Dataset excerpt
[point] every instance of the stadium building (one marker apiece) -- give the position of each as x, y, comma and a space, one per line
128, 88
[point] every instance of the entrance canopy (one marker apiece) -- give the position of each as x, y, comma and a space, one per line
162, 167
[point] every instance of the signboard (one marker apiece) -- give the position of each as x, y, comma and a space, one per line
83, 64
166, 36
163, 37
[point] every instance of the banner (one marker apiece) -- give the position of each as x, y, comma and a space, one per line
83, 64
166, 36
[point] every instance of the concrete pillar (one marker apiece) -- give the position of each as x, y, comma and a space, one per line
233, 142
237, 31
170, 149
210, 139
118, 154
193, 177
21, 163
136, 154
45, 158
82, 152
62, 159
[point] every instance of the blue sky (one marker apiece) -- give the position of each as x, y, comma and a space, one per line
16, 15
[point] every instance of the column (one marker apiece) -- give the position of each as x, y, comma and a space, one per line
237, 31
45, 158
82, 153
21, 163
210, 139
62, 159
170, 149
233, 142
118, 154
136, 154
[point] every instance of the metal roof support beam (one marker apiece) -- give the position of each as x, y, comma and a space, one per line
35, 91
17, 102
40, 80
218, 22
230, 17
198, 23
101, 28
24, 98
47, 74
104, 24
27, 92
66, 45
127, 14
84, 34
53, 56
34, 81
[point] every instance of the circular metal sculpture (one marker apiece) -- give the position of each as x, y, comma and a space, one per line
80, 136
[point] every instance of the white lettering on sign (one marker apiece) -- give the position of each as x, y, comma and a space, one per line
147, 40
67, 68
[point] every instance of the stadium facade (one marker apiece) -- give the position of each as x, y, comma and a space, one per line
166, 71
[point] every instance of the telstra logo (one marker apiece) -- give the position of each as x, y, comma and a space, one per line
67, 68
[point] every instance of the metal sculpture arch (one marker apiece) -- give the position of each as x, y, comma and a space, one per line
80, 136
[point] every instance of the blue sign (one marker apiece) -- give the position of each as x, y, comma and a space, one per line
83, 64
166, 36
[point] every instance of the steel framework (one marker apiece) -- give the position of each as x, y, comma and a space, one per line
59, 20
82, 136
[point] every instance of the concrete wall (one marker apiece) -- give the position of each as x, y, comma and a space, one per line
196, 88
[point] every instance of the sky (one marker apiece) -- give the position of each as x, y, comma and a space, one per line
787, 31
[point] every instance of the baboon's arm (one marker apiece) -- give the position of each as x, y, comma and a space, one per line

• _YOUR GOAL_
Reproduce every line of the material, starting with the line containing "[point] every instance of the sky" and going on through the end of the material. Add 148 to each coordinate value.

• _SOLVED PROBLEM_
[point] every instance of the sky (one marker apiece) -- give the position of each as x, y, comma and a space, one per line
935, 179
[point] every instance of the baboon's arm (one marker apiece) -- give the position of each as x, y, comma and a space, one per line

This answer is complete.